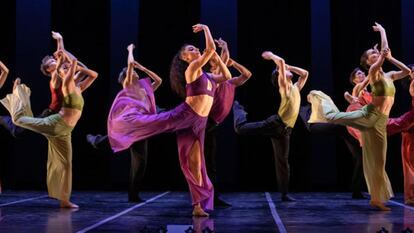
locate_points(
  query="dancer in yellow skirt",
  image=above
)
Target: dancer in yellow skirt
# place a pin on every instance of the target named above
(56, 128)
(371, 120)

* * *

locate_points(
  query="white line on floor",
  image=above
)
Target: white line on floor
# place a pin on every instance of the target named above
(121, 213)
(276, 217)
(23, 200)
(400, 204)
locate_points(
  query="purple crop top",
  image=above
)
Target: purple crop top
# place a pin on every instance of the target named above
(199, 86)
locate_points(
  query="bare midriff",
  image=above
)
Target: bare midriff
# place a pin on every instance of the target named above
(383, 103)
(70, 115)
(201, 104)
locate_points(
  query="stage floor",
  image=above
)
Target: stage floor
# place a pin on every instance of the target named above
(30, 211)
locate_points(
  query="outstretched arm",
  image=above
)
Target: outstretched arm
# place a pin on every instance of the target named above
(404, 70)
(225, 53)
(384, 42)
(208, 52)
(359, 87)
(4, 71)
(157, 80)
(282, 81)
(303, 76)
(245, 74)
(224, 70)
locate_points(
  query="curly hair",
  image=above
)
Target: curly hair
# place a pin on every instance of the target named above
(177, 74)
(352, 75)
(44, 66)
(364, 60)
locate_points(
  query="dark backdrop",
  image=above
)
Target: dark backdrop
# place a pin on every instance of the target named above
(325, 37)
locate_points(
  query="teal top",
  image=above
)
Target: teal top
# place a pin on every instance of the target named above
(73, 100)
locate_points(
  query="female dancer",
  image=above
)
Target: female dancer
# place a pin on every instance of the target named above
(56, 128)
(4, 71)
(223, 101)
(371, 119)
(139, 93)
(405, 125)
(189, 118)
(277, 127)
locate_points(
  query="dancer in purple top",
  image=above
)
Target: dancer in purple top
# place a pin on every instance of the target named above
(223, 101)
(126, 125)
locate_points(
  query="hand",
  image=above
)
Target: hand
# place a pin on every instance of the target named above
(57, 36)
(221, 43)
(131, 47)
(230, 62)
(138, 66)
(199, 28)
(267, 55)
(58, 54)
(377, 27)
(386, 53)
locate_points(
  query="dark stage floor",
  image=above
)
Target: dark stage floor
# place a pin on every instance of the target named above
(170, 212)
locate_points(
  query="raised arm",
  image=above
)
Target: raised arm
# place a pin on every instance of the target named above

---

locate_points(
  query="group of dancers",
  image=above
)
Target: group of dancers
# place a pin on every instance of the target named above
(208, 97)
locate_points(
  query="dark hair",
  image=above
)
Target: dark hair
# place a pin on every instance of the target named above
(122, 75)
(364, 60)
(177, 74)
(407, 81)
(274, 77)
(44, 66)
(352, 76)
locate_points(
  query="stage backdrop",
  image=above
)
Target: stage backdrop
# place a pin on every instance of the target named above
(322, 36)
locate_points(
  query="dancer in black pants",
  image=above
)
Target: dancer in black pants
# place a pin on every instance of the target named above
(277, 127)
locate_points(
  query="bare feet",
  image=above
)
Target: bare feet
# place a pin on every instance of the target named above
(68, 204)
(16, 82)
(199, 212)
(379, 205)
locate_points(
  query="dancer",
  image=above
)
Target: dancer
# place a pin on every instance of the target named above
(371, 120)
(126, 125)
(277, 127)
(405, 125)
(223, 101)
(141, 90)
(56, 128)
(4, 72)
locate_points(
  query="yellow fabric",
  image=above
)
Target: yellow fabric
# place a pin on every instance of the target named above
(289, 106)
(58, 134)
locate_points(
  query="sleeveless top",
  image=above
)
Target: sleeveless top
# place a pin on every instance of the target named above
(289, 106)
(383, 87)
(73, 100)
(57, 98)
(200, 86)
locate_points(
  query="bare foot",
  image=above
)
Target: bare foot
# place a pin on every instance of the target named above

**Exercise description:** A single number is required: the count of lines in the listing that contain the string "dark".

**Result of this task:** 6